┌─ Stored records
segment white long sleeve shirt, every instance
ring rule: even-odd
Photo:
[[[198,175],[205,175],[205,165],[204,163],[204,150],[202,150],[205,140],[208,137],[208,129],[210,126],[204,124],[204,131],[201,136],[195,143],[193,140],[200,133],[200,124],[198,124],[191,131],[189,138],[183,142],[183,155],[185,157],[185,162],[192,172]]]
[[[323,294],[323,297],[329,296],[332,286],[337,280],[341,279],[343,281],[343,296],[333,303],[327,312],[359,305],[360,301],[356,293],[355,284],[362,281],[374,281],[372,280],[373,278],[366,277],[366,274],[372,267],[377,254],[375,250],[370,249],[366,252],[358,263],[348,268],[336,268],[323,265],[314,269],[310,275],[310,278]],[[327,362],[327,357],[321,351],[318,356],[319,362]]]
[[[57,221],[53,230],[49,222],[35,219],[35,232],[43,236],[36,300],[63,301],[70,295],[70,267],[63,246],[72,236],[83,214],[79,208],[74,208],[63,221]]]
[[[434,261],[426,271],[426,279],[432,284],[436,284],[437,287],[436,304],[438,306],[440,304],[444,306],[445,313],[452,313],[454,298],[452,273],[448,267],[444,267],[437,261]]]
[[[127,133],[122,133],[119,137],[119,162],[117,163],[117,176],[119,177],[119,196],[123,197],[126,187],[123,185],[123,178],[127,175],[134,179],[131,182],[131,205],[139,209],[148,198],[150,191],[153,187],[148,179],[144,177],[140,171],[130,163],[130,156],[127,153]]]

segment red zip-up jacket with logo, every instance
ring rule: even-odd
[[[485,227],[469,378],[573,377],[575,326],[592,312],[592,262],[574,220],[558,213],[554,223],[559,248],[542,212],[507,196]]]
└─
# Exercise
Write out every one of the lines above word for word, changing nothing.

# Full response
segment white long sleeve shirt, every instance
ring rule: even-odd
Photo:
[[[198,175],[205,175],[205,165],[204,163],[204,150],[202,150],[205,140],[208,137],[208,129],[210,126],[204,124],[204,131],[201,136],[195,143],[193,140],[200,133],[200,124],[198,124],[191,131],[189,138],[183,142],[183,155],[185,157],[185,162],[192,172]]]
[[[323,294],[323,297],[329,296],[332,286],[337,280],[341,279],[343,281],[343,296],[333,303],[327,312],[359,305],[360,301],[356,293],[355,284],[362,281],[374,281],[372,280],[373,278],[366,277],[366,274],[372,267],[377,254],[375,250],[370,249],[366,252],[358,263],[348,268],[336,268],[323,265],[314,269],[310,275],[310,278]],[[327,362],[327,357],[321,351],[318,356],[319,362]]]
[[[57,221],[53,230],[49,222],[35,219],[35,232],[43,236],[36,300],[63,301],[70,295],[70,267],[63,246],[72,236],[83,214],[79,208],[74,208],[63,221]]]
[[[434,261],[426,271],[426,279],[432,284],[436,284],[437,287],[436,304],[438,306],[440,304],[444,306],[445,313],[452,313],[454,298],[452,273],[448,267],[444,267],[437,261]]]
[[[127,133],[122,133],[119,137],[119,162],[117,163],[117,176],[119,177],[119,196],[123,197],[126,187],[123,185],[123,178],[127,175],[134,179],[131,182],[131,205],[139,209],[148,198],[150,191],[153,187],[148,179],[144,177],[140,171],[130,163],[130,156],[127,153]]]

segment red zip-up jacket with logo, every instance
ring rule: even-odd
[[[485,227],[469,378],[573,377],[575,326],[592,312],[592,262],[574,220],[558,213],[554,223],[559,248],[542,212],[507,196]]]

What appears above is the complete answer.